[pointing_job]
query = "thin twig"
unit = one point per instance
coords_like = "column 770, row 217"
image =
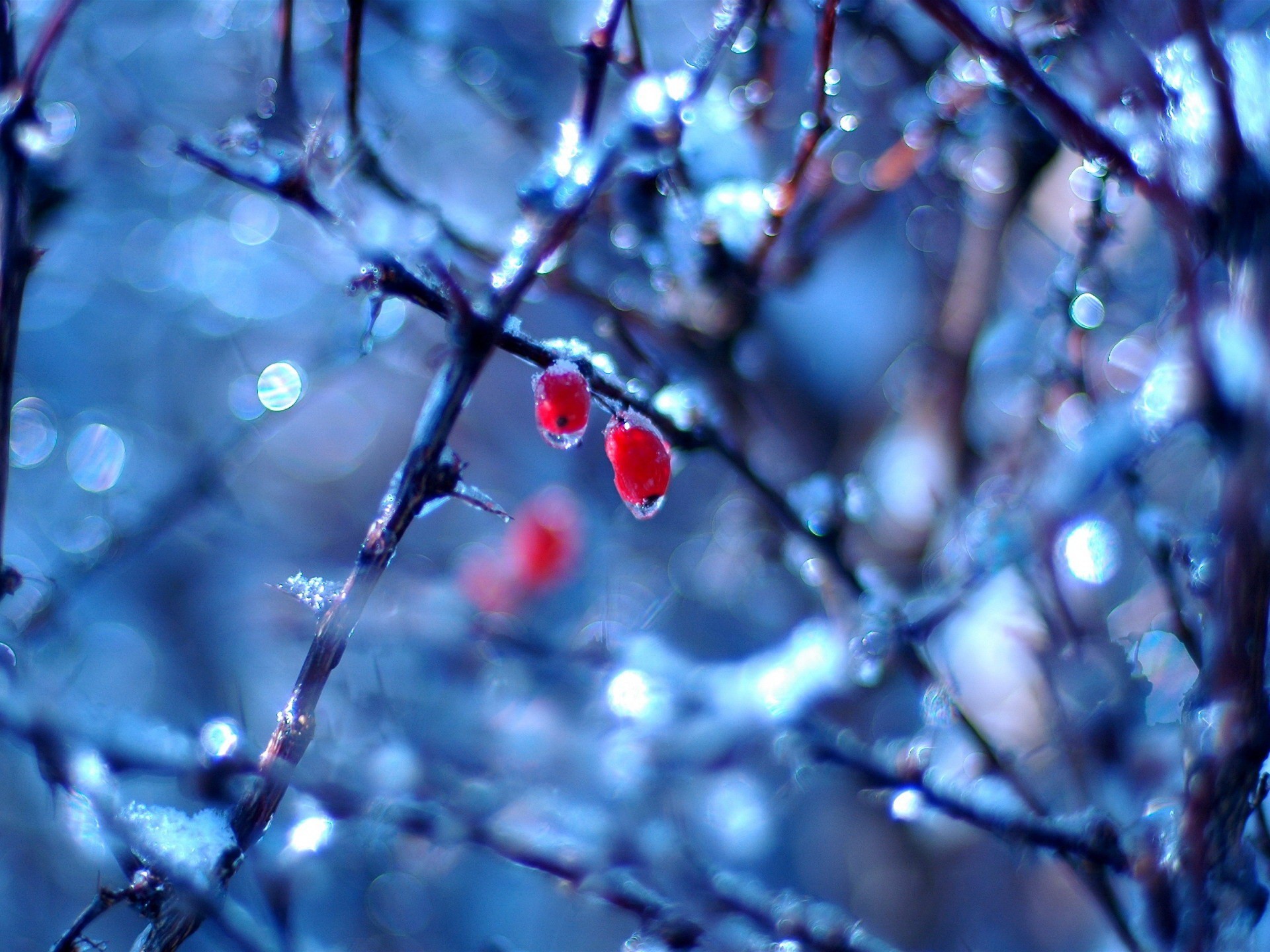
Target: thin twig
column 786, row 190
column 18, row 257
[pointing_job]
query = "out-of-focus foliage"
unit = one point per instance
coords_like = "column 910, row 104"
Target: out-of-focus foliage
column 963, row 364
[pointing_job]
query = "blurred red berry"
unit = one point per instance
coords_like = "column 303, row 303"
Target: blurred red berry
────────
Where the word "berry" appears in a line of the entries, copy that line.

RESULT FOR THIS EXERCISE:
query = "blurred red berry"
Target: blurred red berry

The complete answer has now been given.